### Document passage
────────
So, in sum, I think we’re off to a very good start regarding a substantive ongoing debate around artificial intelligence policy and regulation in Canada, and all parties are doing their part.
The health care opportunity
One area where AI policy sophistication is rapidly moving and could have enormously positive outcomes for Canada is in healthcare. Of all things to be enthusiastic about, this is where Canadians should feel the most excited and be most demanding of progress.
It was a clear signal to everyone that this is where we should be and will be focused as a country given that Prime Minister Carney announced Canada’s AI strategy during a visit to Toronto General Hospital and the University Health Network. Making health and life sciences as the priority sector for AI modernization is an absolute winner for Canada.
Harnessing the power of AI in health diagnostics, system efficiencies and patient care analysis will be massively transformative in ways that will save lives, ease suffering and anxiety, save money, gain greater velocity in the value of dollars spent on health.
If you think I’m overstating the benefits, I am not.
Take just one clear example of where AI will benefit, in an area where I have lived experience to draw from: rare disease diagnosis. This is a genuinely exciting areas of health policy development that has seen a burst of activity in the first half of 2026 to build on.
Tackling rare diseases with AI
There are over 7,000 known rare diseases collectively that affect roughly 3 million (1 in 12) Canadians – and two-thirds are children. Globally, it is estimated that 300 million people live with a rare disease and obtaining an accurate diagnosis that would provide some certainty about a health condition that would suggest a course of treatment can be a brutal journey.
Despite advances in genomic medicine, the Canadian Organization for Rare Disorders says it takes an average of nearly 4 to 5 years to obtain an accurate diagnosis of a condition. What’s more, rare diseases and disorders are often experienced on a diverse spectrum of lived consequence, and finding appropriate therapies is expensive, time consuming, emotionally draining and can have an extreme cost burden. AI, properly implemented, can be a revolutionary breakthrough for rare disease diagnostics and treatment.
Successful AI policy on this front is an incredible victory for kids, for families, for the fight against the cruel darkness of undiagnosed disorders that millions struggle through. And Canada is home to some of the most brilliant minds who are ready to work towards this humane AI unlock.
The champions are everywhere: The Canadian Organization for Rare Disorders (CORD), the Canadian Rare Disease Network (CRDN), the Canadian Institute For Advanced Research (CIFAR, of which I am a board member), Genome Canada, the Canadian Institutes for Health Research Institute of Genetics (CIHR) is the federal research funding engine for rare genetic diseases. SickKids in Toronto is an inspiration, the Children’s Hospital of Eastern Ontario’s Care4Rare program and Research Institute with the University of Ottawa is a leader. The University of British Columbia’s Michael Smith Laboratories and Psychiatry Department are active in rare disease organism research, the McMaster Children’s Hospital in Hamilton has a rare disease clinical program in digestive diseases and oncology. I could go on and on.
Canada is a champion in healthcare and research. The champions, researchers, thought leaders, medical professionals across Canada are remarkable and motivated. If I sound passionate about this subject matter, you’re right. Aligning these great assets behind a functioning AI policy is something we should all be excited about and pressuring our governments to lead on as we move forward on this critical policy opportunity for Canada.
────────
### Your assignment
From the passage on AI in Canadian health care, please translate this sentence into French: "Canada is a champion in healthcare and research." You won't need the records.
────────
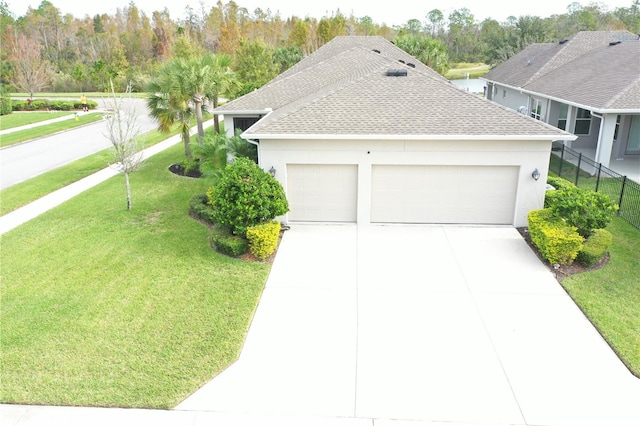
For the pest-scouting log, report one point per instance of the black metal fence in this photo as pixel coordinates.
(586, 173)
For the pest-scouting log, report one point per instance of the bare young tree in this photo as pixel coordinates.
(123, 131)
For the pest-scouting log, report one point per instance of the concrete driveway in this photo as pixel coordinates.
────────
### Solution to the problem
Le Canada est un champion en matière de soins de santé et de recherche.